From the listing below, pull out every line that contains the word "rusty".

Input records »
........

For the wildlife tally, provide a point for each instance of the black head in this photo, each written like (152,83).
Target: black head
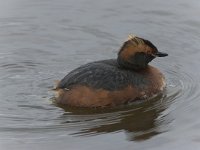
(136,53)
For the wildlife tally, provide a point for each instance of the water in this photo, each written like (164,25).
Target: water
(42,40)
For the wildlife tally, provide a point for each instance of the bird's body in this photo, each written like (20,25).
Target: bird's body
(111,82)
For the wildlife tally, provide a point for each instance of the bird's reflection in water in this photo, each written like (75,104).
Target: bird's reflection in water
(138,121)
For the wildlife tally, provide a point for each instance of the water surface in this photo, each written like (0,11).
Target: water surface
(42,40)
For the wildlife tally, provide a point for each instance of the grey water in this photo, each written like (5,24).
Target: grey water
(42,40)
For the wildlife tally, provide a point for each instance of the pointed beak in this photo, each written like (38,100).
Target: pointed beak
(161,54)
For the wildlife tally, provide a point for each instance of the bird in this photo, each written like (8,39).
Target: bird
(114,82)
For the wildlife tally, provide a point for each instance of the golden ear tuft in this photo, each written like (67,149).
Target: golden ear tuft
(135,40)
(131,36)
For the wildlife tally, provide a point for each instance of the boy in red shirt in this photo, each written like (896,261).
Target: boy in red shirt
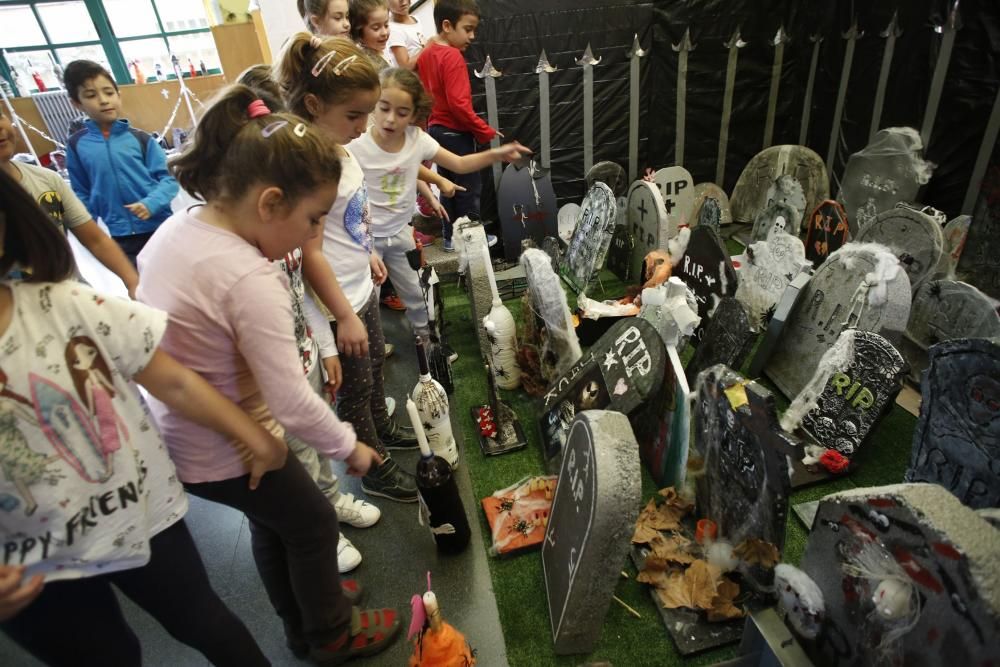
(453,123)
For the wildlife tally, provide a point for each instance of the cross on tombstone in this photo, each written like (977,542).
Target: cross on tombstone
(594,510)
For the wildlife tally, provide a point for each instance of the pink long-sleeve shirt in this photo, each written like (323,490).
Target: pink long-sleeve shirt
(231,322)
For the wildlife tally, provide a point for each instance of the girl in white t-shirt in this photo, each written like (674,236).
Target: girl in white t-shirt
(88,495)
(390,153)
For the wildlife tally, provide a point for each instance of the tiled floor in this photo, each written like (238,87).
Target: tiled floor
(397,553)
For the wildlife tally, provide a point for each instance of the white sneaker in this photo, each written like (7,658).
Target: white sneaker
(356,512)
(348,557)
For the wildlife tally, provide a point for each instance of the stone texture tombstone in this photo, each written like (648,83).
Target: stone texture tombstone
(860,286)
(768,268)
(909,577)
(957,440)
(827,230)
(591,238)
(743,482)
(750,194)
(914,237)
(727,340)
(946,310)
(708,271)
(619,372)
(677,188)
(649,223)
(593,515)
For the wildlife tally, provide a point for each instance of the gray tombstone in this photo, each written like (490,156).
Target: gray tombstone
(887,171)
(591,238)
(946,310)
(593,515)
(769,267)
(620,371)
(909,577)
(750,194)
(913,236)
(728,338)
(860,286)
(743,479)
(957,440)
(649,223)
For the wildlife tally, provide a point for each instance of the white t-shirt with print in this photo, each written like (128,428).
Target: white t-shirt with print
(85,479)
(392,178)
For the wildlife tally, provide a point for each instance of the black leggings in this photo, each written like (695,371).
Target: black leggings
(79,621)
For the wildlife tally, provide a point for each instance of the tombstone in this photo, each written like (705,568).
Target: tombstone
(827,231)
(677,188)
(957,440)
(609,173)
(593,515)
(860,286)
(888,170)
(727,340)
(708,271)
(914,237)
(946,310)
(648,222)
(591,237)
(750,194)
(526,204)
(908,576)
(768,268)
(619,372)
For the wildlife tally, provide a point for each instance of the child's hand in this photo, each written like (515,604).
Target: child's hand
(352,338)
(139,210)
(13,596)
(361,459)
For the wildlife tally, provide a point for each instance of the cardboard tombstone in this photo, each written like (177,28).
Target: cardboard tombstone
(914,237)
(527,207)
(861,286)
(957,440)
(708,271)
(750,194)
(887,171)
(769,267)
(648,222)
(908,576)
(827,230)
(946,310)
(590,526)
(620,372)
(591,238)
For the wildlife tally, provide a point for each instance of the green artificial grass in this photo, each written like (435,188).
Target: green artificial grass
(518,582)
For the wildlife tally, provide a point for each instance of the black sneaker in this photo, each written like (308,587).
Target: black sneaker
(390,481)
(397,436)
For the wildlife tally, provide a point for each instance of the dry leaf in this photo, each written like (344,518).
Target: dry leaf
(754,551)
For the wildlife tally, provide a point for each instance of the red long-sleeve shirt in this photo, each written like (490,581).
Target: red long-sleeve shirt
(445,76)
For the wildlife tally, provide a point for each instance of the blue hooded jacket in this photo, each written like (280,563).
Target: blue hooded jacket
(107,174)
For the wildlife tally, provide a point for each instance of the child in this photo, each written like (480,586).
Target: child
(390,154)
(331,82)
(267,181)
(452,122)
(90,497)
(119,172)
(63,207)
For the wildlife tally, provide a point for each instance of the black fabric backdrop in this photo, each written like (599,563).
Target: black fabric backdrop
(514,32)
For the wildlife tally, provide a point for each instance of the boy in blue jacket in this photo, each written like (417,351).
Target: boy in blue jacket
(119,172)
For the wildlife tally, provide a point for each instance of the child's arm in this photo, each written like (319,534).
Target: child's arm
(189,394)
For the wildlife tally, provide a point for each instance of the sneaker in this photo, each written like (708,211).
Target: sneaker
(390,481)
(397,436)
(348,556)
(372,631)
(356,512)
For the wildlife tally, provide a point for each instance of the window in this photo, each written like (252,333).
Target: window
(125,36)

........

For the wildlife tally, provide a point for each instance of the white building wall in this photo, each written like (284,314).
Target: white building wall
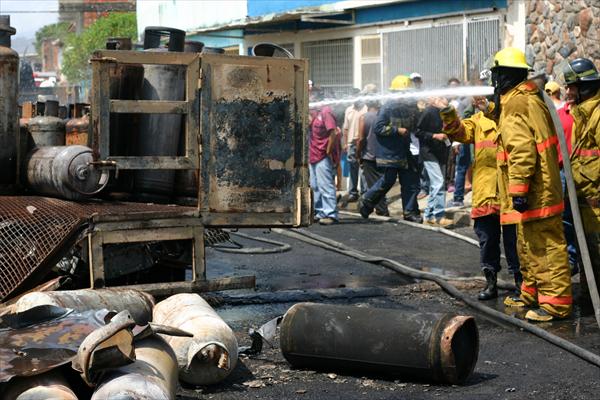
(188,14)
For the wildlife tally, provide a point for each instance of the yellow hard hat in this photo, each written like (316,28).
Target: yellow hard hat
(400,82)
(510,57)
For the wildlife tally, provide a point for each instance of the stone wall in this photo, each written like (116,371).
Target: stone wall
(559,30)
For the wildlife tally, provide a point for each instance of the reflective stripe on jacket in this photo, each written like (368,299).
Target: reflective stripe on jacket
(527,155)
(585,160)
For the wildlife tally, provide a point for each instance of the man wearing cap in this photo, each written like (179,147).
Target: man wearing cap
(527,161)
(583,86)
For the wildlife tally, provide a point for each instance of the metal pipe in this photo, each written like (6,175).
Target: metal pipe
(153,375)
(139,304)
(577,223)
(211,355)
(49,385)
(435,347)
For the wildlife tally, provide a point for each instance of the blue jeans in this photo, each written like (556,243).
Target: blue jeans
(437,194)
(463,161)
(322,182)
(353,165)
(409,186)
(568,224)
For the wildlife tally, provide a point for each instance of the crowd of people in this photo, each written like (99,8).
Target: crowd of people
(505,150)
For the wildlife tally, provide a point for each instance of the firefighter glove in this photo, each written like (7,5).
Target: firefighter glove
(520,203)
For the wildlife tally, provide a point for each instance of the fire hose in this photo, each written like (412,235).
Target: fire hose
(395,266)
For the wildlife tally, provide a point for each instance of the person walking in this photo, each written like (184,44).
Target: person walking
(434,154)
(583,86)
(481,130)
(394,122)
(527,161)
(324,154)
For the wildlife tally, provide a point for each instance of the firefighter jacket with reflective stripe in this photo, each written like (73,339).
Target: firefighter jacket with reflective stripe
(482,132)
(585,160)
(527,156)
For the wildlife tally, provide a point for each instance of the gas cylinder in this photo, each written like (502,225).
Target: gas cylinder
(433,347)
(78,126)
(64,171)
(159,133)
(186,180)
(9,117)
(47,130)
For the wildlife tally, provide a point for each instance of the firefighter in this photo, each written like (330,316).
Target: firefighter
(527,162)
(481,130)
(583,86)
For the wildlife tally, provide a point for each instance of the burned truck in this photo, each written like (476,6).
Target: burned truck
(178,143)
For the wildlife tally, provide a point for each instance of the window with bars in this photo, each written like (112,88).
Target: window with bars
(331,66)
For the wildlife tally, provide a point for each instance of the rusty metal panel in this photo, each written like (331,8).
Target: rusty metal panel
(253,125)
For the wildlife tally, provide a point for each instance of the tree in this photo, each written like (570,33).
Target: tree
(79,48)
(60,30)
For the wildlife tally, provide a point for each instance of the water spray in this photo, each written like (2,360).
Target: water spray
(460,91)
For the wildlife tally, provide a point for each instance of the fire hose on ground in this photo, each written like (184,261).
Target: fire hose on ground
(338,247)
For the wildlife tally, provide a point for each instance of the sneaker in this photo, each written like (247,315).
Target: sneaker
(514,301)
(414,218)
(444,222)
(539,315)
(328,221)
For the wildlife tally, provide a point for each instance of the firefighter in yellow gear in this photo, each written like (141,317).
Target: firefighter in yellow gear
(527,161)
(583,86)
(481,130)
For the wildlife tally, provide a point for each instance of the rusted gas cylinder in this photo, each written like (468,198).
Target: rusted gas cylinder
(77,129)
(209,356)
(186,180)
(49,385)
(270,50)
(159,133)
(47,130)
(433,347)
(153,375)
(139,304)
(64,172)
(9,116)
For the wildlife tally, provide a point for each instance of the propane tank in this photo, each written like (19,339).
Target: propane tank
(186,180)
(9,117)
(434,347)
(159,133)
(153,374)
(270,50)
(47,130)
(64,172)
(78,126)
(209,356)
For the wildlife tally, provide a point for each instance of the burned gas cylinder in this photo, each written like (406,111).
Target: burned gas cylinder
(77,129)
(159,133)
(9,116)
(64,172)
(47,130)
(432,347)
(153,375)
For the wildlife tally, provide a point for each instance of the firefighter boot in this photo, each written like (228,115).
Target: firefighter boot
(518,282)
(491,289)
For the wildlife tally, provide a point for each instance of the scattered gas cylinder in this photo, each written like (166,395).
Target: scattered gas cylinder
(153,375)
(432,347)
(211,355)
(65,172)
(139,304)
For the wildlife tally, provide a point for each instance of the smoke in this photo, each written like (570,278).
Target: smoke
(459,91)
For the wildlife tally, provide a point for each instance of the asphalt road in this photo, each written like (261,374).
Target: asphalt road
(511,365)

........

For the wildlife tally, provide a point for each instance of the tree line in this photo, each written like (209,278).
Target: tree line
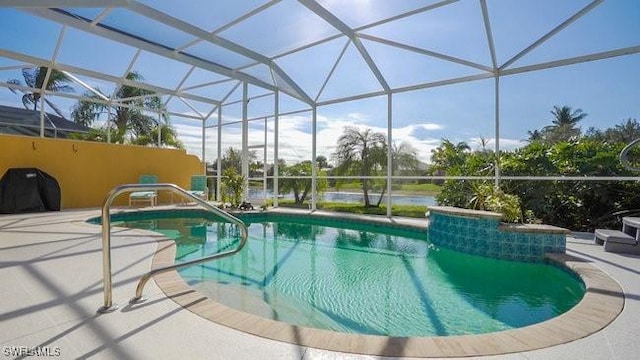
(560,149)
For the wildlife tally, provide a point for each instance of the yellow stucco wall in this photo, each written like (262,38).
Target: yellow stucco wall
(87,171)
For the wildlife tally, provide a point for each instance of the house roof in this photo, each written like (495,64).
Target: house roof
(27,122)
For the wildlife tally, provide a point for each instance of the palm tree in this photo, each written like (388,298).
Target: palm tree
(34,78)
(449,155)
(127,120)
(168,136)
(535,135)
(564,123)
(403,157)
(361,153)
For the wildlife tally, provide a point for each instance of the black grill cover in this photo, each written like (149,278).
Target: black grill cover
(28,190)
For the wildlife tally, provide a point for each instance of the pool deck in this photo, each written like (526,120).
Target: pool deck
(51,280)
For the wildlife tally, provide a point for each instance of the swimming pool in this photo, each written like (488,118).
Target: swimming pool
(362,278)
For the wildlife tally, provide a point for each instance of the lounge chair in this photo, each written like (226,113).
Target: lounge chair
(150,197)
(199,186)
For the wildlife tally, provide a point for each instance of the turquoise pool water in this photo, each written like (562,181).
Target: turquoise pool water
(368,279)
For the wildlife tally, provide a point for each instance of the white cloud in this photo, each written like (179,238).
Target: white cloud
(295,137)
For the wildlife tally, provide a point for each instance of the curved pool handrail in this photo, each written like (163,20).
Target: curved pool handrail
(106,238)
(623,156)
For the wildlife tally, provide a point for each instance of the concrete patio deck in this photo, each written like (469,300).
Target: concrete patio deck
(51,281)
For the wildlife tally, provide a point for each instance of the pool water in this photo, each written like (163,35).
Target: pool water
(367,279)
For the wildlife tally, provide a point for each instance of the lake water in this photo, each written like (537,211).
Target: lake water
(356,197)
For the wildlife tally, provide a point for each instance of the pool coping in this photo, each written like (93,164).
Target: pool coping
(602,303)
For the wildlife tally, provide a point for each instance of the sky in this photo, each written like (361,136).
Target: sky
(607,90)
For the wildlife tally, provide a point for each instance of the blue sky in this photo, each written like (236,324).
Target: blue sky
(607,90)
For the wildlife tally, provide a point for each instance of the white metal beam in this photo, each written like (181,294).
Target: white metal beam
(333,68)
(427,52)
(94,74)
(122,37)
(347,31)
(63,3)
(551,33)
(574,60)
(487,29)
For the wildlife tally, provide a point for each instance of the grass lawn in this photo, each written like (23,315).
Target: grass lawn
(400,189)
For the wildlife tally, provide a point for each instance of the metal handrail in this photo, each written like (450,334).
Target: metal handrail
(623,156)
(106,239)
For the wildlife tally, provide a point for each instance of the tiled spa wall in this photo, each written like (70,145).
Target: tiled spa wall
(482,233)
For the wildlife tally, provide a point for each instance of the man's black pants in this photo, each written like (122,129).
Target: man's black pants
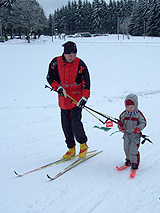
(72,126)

........

In response »
For the wildlife tally, provide a point for each instance of the rusty metal panel in this photo, each written like (331,8).
Target: rusty metal panel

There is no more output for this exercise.